-- Source text follows --
Assumptions for ANOVA tests include that the data is normally distributed.
shapiro.test(x$ofp)
##
## Shapiro-Wilk normality test
##
## data: x$ofp
## W = 0.711, p-value < 2.2e-16
The null of a Shapiro-Wilk test states that the data presented is normally distributed. Unfortunately, the p-value is less than an alpha of 0.05, and therefore, we must reject the null hypothesis. This suggests, instead, that the frequency of doctor visits data is not normally distributed.
par(mfrow = c(1,1))
qqnorm(residuals(model))
qqline(residuals(model))
The Q-Q Normality Plots of the residuals for the original model do not appear to be normal. When normal, the data points would lay linearly, and in this case, they do not seem to lie along the line. This suggests that the data may not be parametric.
par(mfrow = c(1,1))
qqnorm(residuals(model2))
qqline(residuals(model2))
Once again, the Q-Q normality plot of the residuals, this time for the second model, do not appear normal.
-- Source text concluded --
-- Listed entries follows --
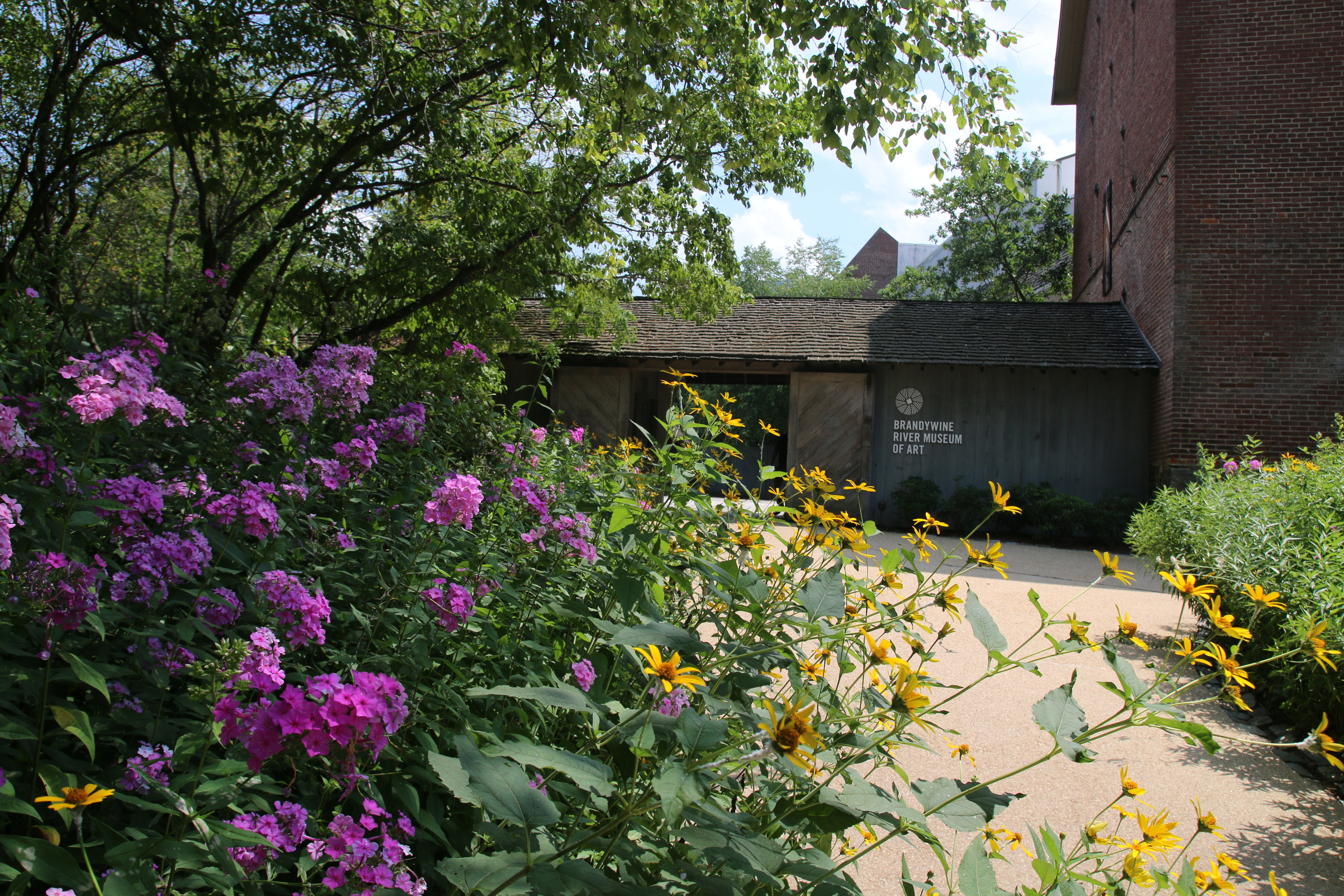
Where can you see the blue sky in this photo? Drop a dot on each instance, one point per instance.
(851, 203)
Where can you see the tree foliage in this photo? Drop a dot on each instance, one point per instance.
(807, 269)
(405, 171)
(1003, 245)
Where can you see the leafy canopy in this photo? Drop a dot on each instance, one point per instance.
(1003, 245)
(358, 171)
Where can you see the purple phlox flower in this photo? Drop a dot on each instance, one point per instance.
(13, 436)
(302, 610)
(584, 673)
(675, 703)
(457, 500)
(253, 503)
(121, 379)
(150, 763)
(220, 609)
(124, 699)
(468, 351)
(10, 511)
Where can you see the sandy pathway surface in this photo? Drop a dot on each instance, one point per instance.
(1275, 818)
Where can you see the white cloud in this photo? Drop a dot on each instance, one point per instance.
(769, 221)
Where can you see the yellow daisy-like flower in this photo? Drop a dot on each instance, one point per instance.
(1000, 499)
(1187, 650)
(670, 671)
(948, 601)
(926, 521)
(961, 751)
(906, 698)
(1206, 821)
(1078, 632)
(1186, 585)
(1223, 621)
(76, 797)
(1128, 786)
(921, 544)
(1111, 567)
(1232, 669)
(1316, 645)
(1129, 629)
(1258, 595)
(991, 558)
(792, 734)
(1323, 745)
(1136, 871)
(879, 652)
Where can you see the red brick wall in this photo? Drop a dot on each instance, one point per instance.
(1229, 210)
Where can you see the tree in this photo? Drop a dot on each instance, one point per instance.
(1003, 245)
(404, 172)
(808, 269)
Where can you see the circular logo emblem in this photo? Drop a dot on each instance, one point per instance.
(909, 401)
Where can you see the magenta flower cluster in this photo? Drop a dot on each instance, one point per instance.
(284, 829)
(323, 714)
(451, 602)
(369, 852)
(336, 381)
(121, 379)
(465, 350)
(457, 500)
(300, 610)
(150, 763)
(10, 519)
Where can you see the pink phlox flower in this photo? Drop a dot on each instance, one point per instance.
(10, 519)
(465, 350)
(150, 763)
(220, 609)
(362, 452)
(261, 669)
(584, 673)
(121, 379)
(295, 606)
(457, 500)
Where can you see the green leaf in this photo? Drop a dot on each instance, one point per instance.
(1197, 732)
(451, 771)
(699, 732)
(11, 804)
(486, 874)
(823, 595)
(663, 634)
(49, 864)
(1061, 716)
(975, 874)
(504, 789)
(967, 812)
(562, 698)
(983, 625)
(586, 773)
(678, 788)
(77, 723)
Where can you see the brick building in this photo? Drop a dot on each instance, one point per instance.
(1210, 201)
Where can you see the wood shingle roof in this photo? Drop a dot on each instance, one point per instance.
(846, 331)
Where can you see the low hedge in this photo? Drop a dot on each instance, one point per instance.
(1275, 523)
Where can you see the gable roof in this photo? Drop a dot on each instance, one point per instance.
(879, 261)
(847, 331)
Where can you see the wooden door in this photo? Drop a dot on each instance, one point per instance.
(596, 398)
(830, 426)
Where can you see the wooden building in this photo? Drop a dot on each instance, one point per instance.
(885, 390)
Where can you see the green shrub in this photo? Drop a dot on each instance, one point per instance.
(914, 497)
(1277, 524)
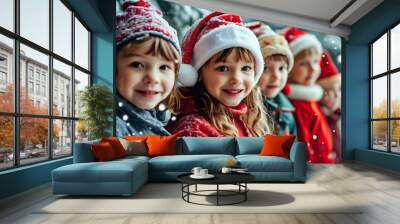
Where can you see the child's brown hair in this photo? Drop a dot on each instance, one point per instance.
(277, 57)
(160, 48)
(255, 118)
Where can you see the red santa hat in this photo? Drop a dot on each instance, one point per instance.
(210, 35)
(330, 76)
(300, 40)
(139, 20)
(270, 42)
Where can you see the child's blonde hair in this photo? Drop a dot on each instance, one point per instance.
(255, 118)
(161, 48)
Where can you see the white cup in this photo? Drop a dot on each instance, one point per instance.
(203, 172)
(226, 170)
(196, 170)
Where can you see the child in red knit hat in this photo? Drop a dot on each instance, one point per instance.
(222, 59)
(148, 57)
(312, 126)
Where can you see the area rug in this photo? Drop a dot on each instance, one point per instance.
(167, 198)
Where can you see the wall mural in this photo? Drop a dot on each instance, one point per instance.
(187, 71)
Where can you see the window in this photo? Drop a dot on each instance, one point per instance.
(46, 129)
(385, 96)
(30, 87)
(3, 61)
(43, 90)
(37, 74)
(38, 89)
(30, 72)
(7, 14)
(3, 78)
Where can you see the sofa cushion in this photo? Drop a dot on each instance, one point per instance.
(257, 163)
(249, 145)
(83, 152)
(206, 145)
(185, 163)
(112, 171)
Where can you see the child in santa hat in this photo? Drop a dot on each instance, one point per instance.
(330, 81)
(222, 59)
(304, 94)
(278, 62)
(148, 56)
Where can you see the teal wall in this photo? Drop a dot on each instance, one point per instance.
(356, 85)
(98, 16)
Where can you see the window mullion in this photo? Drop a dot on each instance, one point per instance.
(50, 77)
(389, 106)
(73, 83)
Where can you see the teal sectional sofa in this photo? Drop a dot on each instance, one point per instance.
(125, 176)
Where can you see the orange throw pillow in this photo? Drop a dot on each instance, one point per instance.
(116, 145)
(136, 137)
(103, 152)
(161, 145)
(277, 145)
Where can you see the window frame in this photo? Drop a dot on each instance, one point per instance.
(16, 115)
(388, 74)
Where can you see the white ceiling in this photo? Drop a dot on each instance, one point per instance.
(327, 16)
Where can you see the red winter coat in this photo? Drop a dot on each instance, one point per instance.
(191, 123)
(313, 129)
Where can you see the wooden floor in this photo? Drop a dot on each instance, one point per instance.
-- Listed entries concluded --
**Activity A**:
Based on the normality-check text above, say whether each statement agrees with it: (i) The Shapiro-Wilk test produced a W of 0.711. (ii) The null of a Shapiro-Wilk test states that the data is not normally distributed. (iii) The Q-Q plot of the residuals for the second model appears normal. For each, give yes or no and quote the deciding words of the text.
**Activity B**:
Summarize the normality-check text in two sentences.
**Activity C**:
In the normality-check text, what alpha is the Shapiro-Wilk p-value compared against?

**Written answer A**:
(i) Yes: "W = 0.711, p-value < 2.2e-16"
(ii) No: "The null of a Shapiro-Wilk test states that the data presented is normally distributed."
(iii) No: "Once again, the Q-Q normality plot of the residuals, this time for the second model, do not appear normal."

**Written answer B**:
ANOVA assumes normally distributed data, but a Shapiro-Wilk test on the frequency of doctor visits data gives a p-value below an alpha of 0.05, so the null of normality is rejected. The Q-Q normality plots of the residuals for both the original model and the second model do not appear normal, and the plot for the original model suggests that the data may not be parametric.

**Written answer C**:
An alpha of 0.05.